**BRANO**
La confisca dei beni delle cosche è un perno
fondamentale della lotta alla criminalità
organizzata, ma in questo campo si registrano
lentezze e ostacoli burocratici che vanificano
l’azione di contrasto. E’ urgente una nuova
legge che, escludendo la vendita, disciplini
e semplifichi l’assegnazione dei beni per fini sociali chiaramente definiti


Riappropriarsi del nostro territorio, quello che le mafie rubano ogni giorno con le loro attività illecite, riprenderselo e convertirlo in un’attività pulita, legale, sana e produttiva rappresenta una delle sfide più forti e concrete al ricatto mafioso.
Sottrarre una bella villa al boss che spadroneggia nella sua zona di competenza e farla diventare una scuola, una palestra o una Caserma è una delle vittorie più significative che lo Stato può mettere a segno. Non solo per il valore in se stesso degli immobili o dei beni mobili di cui rientramo in possesso che comunque raggiunge cifre mirabolanti, ma anche e soprattutto per l’altissima componente simbolica che riveste.

**DATI FORNITI**
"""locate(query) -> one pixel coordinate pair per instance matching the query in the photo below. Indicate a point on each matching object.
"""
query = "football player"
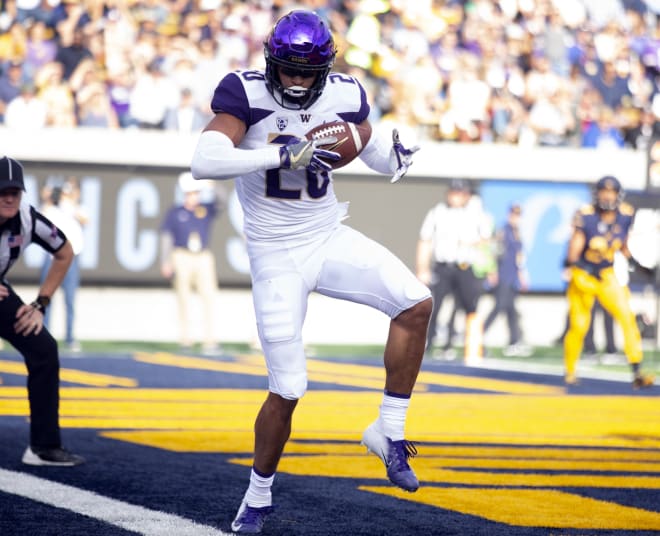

**CONSEGNE**
A. Secondo il brano sulla confisca dei beni, perché togliere una villa a un boss e farne una scuola, una palestra o una caserma è una delle vittorie più significative dello Stato? Rispondi in una o due frasi.
B. Per favore, riprendi il brano sulla confisca dei beni e proseguilo da dove si ferma.

**RISPOSTE**
A. Perché, oltre al valore degli immobili e dei beni mobili recuperati, che raggiunge cifre mirabolanti, conta soprattutto l'altissima componente simbolica del gesto.

B.
Cosa nostra, ’ndrangheta e Camorra hanno strutturato la propria potenza sul territorio grazie al consenso conquistato con il terrore e la prepotenza. Dimostrare nelle vie, nelle loro città che non sono al di sopra della legge, far vedere alla gente che non sono intoccabili, ma che possono essere arrestati, condannati duramente e privati dell’arroganza delle loro ricchezze sporche significa mimare il loro potere alla base. Attaccare i loro patrimoni, prendere il loro denaro vuol dire prendere anche il loro potere. Questo ha ancora più valenza se avviene con le aziende, con i terreni, quando al lavoro concesso come favore (da restituire) si sostituisce l’impiego offerto come diritto.
Accade infatti che se viene confiscata un’azienda in stato di produttività le burocrazie e le lentezze per la destinazione finiscono per trascinare l’attività in rovina lasciando senza sostentamento il personale. Queste sono inefficienze che lo Stato non può permettersi, sono battaglie perse che potrebbero compromettere la guerra alle mafie. Poiché viene meno la fiducia e i cittadini si lasciano sopraffare dalla paura e dal senso di impotenza.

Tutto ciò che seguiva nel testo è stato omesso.